Reproduce the listing below line for line, changing nothing.

**** DATA LISTING ****

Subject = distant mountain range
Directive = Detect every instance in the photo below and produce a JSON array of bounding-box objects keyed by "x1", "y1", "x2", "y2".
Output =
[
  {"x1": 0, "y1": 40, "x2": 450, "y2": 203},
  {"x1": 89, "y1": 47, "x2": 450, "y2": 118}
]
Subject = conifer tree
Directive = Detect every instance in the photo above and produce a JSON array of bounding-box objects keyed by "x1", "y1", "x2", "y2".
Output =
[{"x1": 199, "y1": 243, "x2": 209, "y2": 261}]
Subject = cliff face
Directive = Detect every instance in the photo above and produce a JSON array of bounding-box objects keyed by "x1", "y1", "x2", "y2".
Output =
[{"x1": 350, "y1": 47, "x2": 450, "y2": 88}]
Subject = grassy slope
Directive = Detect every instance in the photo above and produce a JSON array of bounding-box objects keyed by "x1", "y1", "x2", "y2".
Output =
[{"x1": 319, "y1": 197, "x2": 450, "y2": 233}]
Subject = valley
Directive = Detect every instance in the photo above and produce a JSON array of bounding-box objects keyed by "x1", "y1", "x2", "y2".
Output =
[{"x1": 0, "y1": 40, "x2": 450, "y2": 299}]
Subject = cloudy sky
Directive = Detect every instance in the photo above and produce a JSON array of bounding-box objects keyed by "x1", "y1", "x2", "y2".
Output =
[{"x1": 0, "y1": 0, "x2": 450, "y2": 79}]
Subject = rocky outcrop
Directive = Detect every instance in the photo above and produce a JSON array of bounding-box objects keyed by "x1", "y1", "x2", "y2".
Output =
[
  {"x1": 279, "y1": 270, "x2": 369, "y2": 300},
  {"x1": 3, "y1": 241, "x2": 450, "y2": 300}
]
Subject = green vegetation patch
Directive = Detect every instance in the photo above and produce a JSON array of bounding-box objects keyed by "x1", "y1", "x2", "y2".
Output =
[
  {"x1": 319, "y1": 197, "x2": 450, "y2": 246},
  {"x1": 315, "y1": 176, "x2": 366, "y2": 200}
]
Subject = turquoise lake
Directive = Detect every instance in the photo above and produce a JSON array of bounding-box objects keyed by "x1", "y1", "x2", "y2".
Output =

****

> RESPONSE TO THIS EXERCISE
Subject = distant mountain range
Directive = Detect every instance in the photo below and produce a JSON array of bounding-box objects keyed by "x1", "y1", "x2", "y2".
Output =
[
  {"x1": 0, "y1": 40, "x2": 450, "y2": 203},
  {"x1": 89, "y1": 47, "x2": 450, "y2": 118}
]
Subject = conifer tree
Directive = Detect every instance in the photo above and produce a JSON array of bounding-box objects keyed by "x1", "y1", "x2", "y2".
Output =
[{"x1": 199, "y1": 243, "x2": 209, "y2": 261}]
Subject = cliff face
Directive = Detect every instance in the photo above and produce a JSON array of bounding-box objects keyed by "x1", "y1", "x2", "y2".
Output =
[{"x1": 350, "y1": 47, "x2": 450, "y2": 88}]
Subject = grassy slope
Directive = Detect every instance in the photo above and produce a JSON array of bounding-box objects keyed by "x1", "y1", "x2", "y2".
Output =
[{"x1": 319, "y1": 197, "x2": 450, "y2": 233}]
Subject = valley
Directive = Detect every instance in the photo above and produce a JSON array of bounding-box objects keyed by "x1", "y1", "x2", "y2".
Output =
[{"x1": 0, "y1": 40, "x2": 450, "y2": 299}]
Subject = cloudy sky
Directive = Detect every instance in the photo above and produce a JSON array of bounding-box objects keyed by "x1", "y1", "x2", "y2".
Output =
[{"x1": 0, "y1": 0, "x2": 450, "y2": 79}]
Subject = rocky outcrop
Directive = Detect every instance in the photo above and produce a JSON array of bounding-box objects keyed by "x1", "y1", "x2", "y2".
Output =
[
  {"x1": 279, "y1": 270, "x2": 369, "y2": 300},
  {"x1": 3, "y1": 241, "x2": 450, "y2": 300}
]
Subject = green vegetation patch
Directive = Detect every instance in the photo above and produce a JSON array of bounding-box objects keyed by "x1", "y1", "x2", "y2".
Output =
[
  {"x1": 319, "y1": 197, "x2": 450, "y2": 246},
  {"x1": 315, "y1": 176, "x2": 366, "y2": 200}
]
Subject = turquoise lake
Directive = Detect every instance in the photo above and produce a JSON array of bounding-box objects keyed by "x1", "y1", "x2", "y2".
Output =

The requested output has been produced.